:: Task details ::
According to the passage on medical-grade refrigeration below, what should a detailed policy and procedure outline?

The value of medical-grade refrigeration equipment in clinical settings is well documented with vital applicability in the laboratory, blood bank, and pharmacy, among other practice areas. Devices engineered specifically for storing and maintaining blood products, reagents, vaccines, and patient samples can have a significantly positive impact on operations by ensuring the conditions necessary for viability always remain intact. Further, as these devices have grown in sophistication, they have incorporated data producing software and multifaceted alarming and notification systems.
All of these developments are valuable to laboratory, blood bank, and facility operations, given the many challenges to the efficient and expeditious provision of lifesaving refrigerated products (markedly, blood products) in the hospital setting. Given the invaluable nature of refrigerated products in the clinical setting, every available measure should be taken to ensure products are properly stored, accessed, used, and accounted for. A detailed policy and procedure should outline the functionality of refrigeration devices, their intended use, allowable access, accounting, cleaning and maintenance, and product cycling.
Exercising control over the storage and utilization of blood products is a primary function of the clinical blood bank, but that control does not need to be confined within the walls of the blood bank. As with any process, determine the course of action that best fits your facility and workflow. Blood bank transportation and courier systems can work perfectly well, but placing medical-grade refrigeration in other departments of need may reap significant time, product, and financial savings.

:: Data provided ::
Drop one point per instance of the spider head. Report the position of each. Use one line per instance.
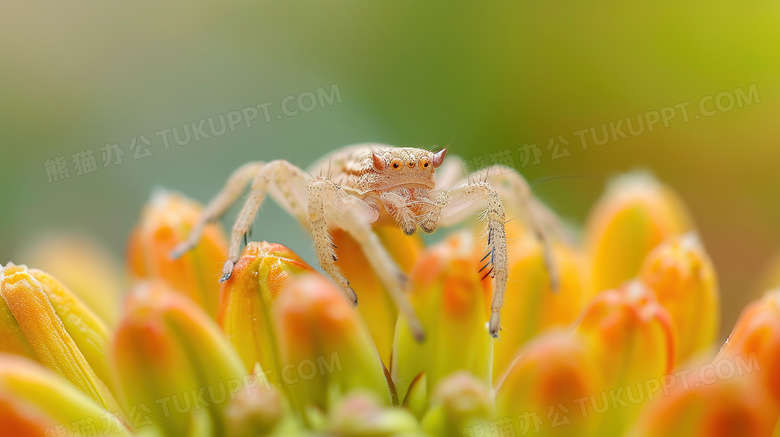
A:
(406, 167)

:: Reply ::
The functionality of refrigeration devices, their intended use, allowable access, accounting, cleaning and maintenance, and product cycling.